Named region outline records
====================
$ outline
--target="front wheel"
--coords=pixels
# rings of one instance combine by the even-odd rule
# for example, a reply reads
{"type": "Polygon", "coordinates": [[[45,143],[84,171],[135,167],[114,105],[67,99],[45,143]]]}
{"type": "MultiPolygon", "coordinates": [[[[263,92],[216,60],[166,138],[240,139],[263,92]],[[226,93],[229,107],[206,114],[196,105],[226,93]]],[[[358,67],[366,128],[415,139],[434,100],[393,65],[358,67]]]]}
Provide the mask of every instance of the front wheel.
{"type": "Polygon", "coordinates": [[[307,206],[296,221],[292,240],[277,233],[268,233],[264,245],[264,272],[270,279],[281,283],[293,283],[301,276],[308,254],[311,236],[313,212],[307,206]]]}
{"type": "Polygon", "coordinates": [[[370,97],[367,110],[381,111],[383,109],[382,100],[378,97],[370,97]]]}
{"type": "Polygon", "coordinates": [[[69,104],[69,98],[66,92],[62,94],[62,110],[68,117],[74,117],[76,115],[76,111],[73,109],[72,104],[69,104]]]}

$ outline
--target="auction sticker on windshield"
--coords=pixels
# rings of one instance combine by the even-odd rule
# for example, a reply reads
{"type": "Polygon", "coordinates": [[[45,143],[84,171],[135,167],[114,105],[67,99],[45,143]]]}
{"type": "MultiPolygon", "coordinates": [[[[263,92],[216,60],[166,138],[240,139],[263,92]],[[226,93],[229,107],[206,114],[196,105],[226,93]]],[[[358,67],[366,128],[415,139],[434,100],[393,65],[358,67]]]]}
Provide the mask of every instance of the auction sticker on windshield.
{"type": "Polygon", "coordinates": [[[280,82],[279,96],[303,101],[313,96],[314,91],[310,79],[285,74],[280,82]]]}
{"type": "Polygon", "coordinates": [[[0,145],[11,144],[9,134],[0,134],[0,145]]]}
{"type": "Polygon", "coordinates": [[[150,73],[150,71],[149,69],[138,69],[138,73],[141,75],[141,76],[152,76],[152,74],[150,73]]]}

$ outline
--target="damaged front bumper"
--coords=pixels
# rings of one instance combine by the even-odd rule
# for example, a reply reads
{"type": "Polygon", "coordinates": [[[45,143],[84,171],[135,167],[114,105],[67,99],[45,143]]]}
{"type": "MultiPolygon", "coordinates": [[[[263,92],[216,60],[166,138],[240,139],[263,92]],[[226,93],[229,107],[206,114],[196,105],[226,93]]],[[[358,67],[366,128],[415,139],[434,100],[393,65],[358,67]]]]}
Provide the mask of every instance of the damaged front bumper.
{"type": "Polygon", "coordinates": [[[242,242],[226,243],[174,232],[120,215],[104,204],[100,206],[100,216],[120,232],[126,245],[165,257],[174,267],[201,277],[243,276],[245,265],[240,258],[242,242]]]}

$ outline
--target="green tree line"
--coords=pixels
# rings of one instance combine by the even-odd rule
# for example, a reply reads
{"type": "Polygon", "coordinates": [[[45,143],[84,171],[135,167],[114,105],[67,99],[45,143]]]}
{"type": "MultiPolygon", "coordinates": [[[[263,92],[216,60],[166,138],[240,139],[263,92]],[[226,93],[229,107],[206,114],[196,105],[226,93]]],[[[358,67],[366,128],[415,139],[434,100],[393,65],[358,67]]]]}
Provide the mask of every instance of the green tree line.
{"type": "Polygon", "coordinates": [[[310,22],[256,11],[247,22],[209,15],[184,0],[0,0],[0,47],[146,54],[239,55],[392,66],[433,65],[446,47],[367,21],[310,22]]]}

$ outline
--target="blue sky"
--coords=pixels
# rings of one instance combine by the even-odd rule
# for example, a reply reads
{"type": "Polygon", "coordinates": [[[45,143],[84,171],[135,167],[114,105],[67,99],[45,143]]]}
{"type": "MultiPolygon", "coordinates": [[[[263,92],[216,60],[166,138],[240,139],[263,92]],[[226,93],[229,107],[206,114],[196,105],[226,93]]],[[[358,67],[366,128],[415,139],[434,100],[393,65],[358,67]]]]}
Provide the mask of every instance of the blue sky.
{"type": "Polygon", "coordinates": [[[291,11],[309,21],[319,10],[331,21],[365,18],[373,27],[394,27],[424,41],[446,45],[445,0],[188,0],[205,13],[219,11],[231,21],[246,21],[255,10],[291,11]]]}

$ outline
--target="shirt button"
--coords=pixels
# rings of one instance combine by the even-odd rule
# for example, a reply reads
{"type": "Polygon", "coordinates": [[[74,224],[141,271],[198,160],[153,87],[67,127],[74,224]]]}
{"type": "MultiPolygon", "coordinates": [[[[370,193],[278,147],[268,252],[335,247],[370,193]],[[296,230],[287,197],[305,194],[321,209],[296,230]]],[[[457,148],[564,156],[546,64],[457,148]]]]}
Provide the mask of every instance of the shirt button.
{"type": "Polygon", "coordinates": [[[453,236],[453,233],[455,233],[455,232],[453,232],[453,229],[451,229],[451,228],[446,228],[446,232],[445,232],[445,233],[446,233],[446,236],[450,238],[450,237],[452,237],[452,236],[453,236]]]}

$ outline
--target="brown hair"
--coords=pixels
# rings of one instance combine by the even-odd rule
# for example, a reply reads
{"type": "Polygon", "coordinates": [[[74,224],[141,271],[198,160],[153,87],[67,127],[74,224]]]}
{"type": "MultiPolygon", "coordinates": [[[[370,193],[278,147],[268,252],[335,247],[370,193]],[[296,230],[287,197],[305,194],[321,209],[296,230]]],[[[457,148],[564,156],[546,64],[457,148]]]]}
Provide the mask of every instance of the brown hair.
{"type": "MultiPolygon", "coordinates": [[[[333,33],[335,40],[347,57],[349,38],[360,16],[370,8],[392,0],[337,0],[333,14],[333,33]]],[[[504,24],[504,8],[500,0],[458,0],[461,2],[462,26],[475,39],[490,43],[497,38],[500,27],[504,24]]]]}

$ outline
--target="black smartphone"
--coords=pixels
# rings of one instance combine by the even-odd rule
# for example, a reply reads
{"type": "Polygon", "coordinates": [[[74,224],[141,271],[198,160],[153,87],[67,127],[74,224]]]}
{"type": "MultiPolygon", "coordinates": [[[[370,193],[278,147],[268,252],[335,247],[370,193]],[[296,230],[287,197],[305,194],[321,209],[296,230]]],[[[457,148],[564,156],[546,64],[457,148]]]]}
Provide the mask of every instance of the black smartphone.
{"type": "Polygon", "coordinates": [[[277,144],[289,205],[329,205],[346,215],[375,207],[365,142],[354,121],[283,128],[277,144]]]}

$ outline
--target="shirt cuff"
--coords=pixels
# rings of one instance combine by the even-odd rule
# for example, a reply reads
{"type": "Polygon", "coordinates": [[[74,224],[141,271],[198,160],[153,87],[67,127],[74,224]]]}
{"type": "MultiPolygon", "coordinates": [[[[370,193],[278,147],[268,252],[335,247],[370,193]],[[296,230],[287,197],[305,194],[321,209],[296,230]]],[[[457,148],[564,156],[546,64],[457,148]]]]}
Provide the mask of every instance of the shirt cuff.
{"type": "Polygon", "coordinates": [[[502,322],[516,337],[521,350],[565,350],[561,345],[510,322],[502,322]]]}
====================
Task brief:
The full set of records should be duplicated exactly.

Exercise output:
$ outline
--target="front wheel"
--coords=pixels
# rings of one instance combine by the even-odd rule
# for example, a reply reads
{"type": "Polygon", "coordinates": [[[45,143],[84,171],[135,167],[114,105],[67,99],[45,143]]]}
{"type": "MultiPolygon", "coordinates": [[[[263,92],[216,60],[166,138],[240,139],[263,92]],[[226,93],[229,107],[206,114],[196,105],[226,93]]],[[[358,67],[366,128],[415,139],[434,100],[393,65],[358,67]]]]}
Provide the mask of every instance of the front wheel.
{"type": "Polygon", "coordinates": [[[307,206],[296,221],[292,240],[277,233],[268,233],[264,245],[264,272],[270,279],[281,283],[293,283],[301,276],[308,254],[311,236],[313,212],[307,206]]]}
{"type": "Polygon", "coordinates": [[[370,97],[367,110],[381,111],[383,109],[382,100],[378,97],[370,97]]]}
{"type": "Polygon", "coordinates": [[[69,104],[69,98],[66,92],[62,94],[62,110],[68,117],[74,117],[76,115],[76,111],[73,109],[72,104],[69,104]]]}

$ outline
--target="auction sticker on windshield"
--coords=pixels
# rings of one instance combine by the even-odd rule
# for example, a reply reads
{"type": "Polygon", "coordinates": [[[45,143],[84,171],[135,167],[114,105],[67,99],[45,143]]]}
{"type": "MultiPolygon", "coordinates": [[[[263,92],[216,60],[166,138],[240,139],[263,92]],[[226,93],[229,107],[206,114],[196,105],[226,93]]],[[[358,67],[366,128],[415,139],[434,100],[393,65],[358,67]]]]}
Provide the mask of every instance of the auction sticker on windshield.
{"type": "Polygon", "coordinates": [[[280,82],[279,96],[303,101],[313,96],[314,91],[310,79],[285,74],[280,82]]]}
{"type": "Polygon", "coordinates": [[[0,145],[11,144],[9,134],[0,134],[0,145]]]}
{"type": "Polygon", "coordinates": [[[150,73],[150,71],[149,69],[138,69],[138,73],[141,75],[141,76],[152,76],[152,74],[150,73]]]}

$ outline
--target="damaged front bumper"
--coords=pixels
# rings of one instance combine by the even-odd rule
# for example, a reply reads
{"type": "Polygon", "coordinates": [[[45,143],[84,171],[135,167],[114,105],[67,99],[45,143]]]}
{"type": "MultiPolygon", "coordinates": [[[[263,92],[216,60],[166,138],[240,139],[263,92]],[[226,93],[229,107],[206,114],[196,105],[226,93]]],[[[358,67],[366,128],[415,139],[434,100],[393,65],[358,67]]]]}
Provide the mask of every instance of the damaged front bumper.
{"type": "Polygon", "coordinates": [[[242,242],[226,243],[174,232],[120,215],[104,204],[100,206],[100,216],[120,232],[126,245],[165,257],[174,267],[201,277],[243,276],[245,265],[240,258],[242,242]]]}

$ outline
--target="green tree line"
--coords=pixels
# rings of one instance combine by the even-odd rule
# for example, a reply reads
{"type": "Polygon", "coordinates": [[[45,143],[84,171],[135,167],[114,105],[67,99],[45,143]]]}
{"type": "MultiPolygon", "coordinates": [[[[263,92],[216,60],[166,138],[240,139],[263,92]],[[226,93],[229,107],[206,114],[196,105],[226,93]]],[[[358,67],[366,128],[415,139],[434,100],[393,65],[358,67]]]]}
Provide the mask of every instance of the green tree line.
{"type": "Polygon", "coordinates": [[[310,22],[256,11],[247,22],[209,15],[184,0],[0,0],[0,47],[146,54],[239,55],[392,66],[433,65],[446,47],[367,21],[310,22]]]}

$ outline
--target="blue sky"
--coords=pixels
# rings of one instance combine by the even-odd rule
# for example, a reply reads
{"type": "Polygon", "coordinates": [[[45,143],[84,171],[135,167],[114,105],[67,99],[45,143]]]}
{"type": "MultiPolygon", "coordinates": [[[[263,92],[216,60],[166,138],[240,139],[263,92]],[[226,93],[229,107],[206,114],[196,105],[226,93]]],[[[358,67],[366,128],[415,139],[434,100],[393,65],[358,67]]]]}
Provide the mask of every instance of the blue sky.
{"type": "Polygon", "coordinates": [[[291,11],[309,21],[319,10],[331,21],[365,18],[373,27],[394,27],[424,41],[446,45],[445,0],[188,0],[205,13],[219,11],[231,21],[246,21],[255,10],[291,11]]]}

$ outline
--target="shirt button"
--coords=pixels
# rings of one instance combine by the even-odd rule
# for example, a reply reads
{"type": "Polygon", "coordinates": [[[74,224],[141,271],[198,160],[153,87],[67,127],[74,224]]]}
{"type": "MultiPolygon", "coordinates": [[[[370,193],[278,147],[268,252],[335,247],[370,193]],[[296,230],[287,197],[305,194],[321,209],[296,230]]],[[[457,148],[564,156],[546,64],[457,148]]]]}
Provide the mask of every instance of the shirt button.
{"type": "Polygon", "coordinates": [[[453,236],[453,233],[455,233],[455,232],[453,232],[453,229],[451,229],[451,228],[446,228],[446,232],[445,232],[445,233],[446,233],[446,236],[450,238],[450,237],[452,237],[452,236],[453,236]]]}

$ outline
--target="brown hair"
--coords=pixels
# rings of one instance combine by the even-odd rule
# for example, a reply reads
{"type": "Polygon", "coordinates": [[[74,224],[141,271],[198,160],[153,87],[67,127],[74,224]]]}
{"type": "MultiPolygon", "coordinates": [[[[370,193],[278,147],[268,252],[335,247],[370,193]],[[296,230],[287,197],[305,194],[321,209],[296,230]]],[[[457,148],[564,156],[546,64],[457,148]]]]}
Provide the mask of every instance of the brown hair.
{"type": "MultiPolygon", "coordinates": [[[[333,33],[335,40],[347,57],[349,38],[360,16],[370,8],[392,0],[337,0],[333,14],[333,33]]],[[[504,24],[504,8],[500,0],[458,0],[461,2],[462,26],[475,39],[490,43],[497,38],[500,27],[504,24]]]]}

$ outline
--target="black smartphone"
--coords=pixels
# rings of one instance combine by the even-odd rule
# for example, a reply reads
{"type": "Polygon", "coordinates": [[[74,224],[141,271],[198,160],[153,87],[67,127],[74,224]]]}
{"type": "MultiPolygon", "coordinates": [[[[370,193],[278,147],[268,252],[335,247],[370,193]],[[296,230],[287,197],[305,194],[321,209],[296,230]]],[[[457,148],[564,156],[546,64],[457,148]]]]}
Provide the mask of every instance of the black smartphone.
{"type": "Polygon", "coordinates": [[[277,144],[289,205],[329,205],[346,215],[375,207],[365,142],[354,121],[283,128],[277,144]]]}

$ outline
--target="shirt cuff"
--coords=pixels
# rings of one instance combine by the even-odd rule
# for example, a reply reads
{"type": "Polygon", "coordinates": [[[74,224],[141,271],[198,160],[153,87],[67,127],[74,224]]]}
{"type": "MultiPolygon", "coordinates": [[[[370,193],[278,147],[268,252],[335,247],[370,193]],[[296,230],[287,197],[305,194],[321,209],[296,230]]],[[[457,148],[564,156],[546,64],[457,148]]]]}
Provide the mask of every instance of the shirt cuff.
{"type": "Polygon", "coordinates": [[[502,322],[516,337],[521,350],[565,350],[561,345],[510,322],[502,322]]]}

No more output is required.